* [Uit te voeren]
1) Werk in de tekst over Mordechai het stuk van "15 Mordechai trok een" tot en met "iets zouden aandoen." bij door "Mordechai" te vervangen door "Mardochai". Geef dat stuk daarna in zijn geheel opnieuw.
2) Zet de tekst over Mordechai alsjeblieft voort, aansluitend op de laatste zin ervan.

* [Selectie]
____________
15 Mordechai trok een purperen en linnen koninklijk gewaad aan. Hij zette een grote gouden kroon op zijn hoofd en sloeg een mantel van fijn linnen en purperen stof om. Zo verliet hij de koning. Hij liep door de straten van de stad die gevuld waren met juichende mensen. 16 De Joden waren bijzonder blij en opgelucht. Iedereen bewees hun grote eer. 17 In elke stad en elk gewest waar het koninklijk besluit werd bekend gemaakt, juichten de Joden van blijdschap. Zij gaven een feestmaal en riepen die dag tot feestdag uit. Talloze mensen deden alsof zij Joden waren, uit angst dat de Joden hun iets zouden aandoen.

De overwinning van de Joden

De dag brak aan waarop de twee besluiten van de koning van kracht werden. De vijanden van de Joden hadden gehoopt hen die dag te kunnen vermoorden. Maar de rollen werden omgekeerd: de Joden overweldigden hun belagers! Overal kwamen zij bij elkaar om zich te verdedigen tegen mogelijke aanvallers, maar niemand probeerde het. Iedereen was bang voor hen. Alle gewestelijke regeringsvertegenwoordigers, de gouverneurs en andere ambtenaren, kozen de kant van de Joden uit angst voor Mordechai, want hij was een belangrijk man geworden. Hij raakte meer en meer bekend in het hele rijk. Zijn invloed en macht werden steeds groter. Op die bewuste dag doodden de Joden al hun vijanden, ze konden doen wat ze wilden. Zij doodden zelfs vijfhonderd man in Susan. 7-9 Ook doodden zij de tien zonen van de jodenhater Haman, de zoon van Hammedata: Parsandatha, Dalfon, Aspatha, Poratha, Adalja, Aridatha, Parmasta, Arisai, Aridai en Waizatha. 10 Maar van hun bezittingen bleven zij af.
____________
* [Aangeleverde gegevens]
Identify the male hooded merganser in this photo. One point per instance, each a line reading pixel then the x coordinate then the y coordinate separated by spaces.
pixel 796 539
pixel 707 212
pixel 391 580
____________
* [Antwoorden hieronder]
1)
15 Mardochai trok een purperen en linnen koninklijk gewaad aan. Hij zette een grote gouden kroon op zijn hoofd en sloeg een mantel van fijn linnen en purperen stof om. Zo verliet hij de koning. Hij liep door de straten van de stad die gevuld waren met juichende mensen. 16 De Joden waren bijzonder blij en opgelucht. Iedereen bewees hun grote eer. 17 In elke stad en elk gewest waar het koninklijk besluit werd bekend gemaakt, juichten de Joden van blijdschap. Zij gaven een feestmaal en riepen die dag tot feestdag uit. Talloze mensen deden alsof zij Joden waren, uit angst dat de Joden hun iets zouden aandoen.

2)
11 Die avond berichtte men de koning hoeveel mensen in Susan waren omgekomen. 12 Hij liet koningin Esther bij zich komen. ‘De Joden hebben alleen al in Susan vijfhonderd man gedood,’ riep hij uit. ‘Ook Hamans tien zonen zijn gedood. Ik vraag mij af hoeveel slachtoffers dan wel in de andere gewesten zijn gevallen! Wil je mij soms nog iets vragen? Zeg het mij en ik zal het doen.’ 13 Esther zei: ‘Als uwe majesteit het goedvindt, geef de Joden hier in Susan toestemming ook morgen hetzelfde te doen als vandaag. En laat de lichamen van Hamans tien zonen ophangen.’ 14 De koning keurde dit voorstel goed en liet zijn besluit in Susan bekend maken. De lichamen van Hamans zonen werden opgehangen. 15 De volgende dag verzamelden de Joden zich weer in Susan en doodden nog eens driehonderd man. Maar van de buit bleven zij af.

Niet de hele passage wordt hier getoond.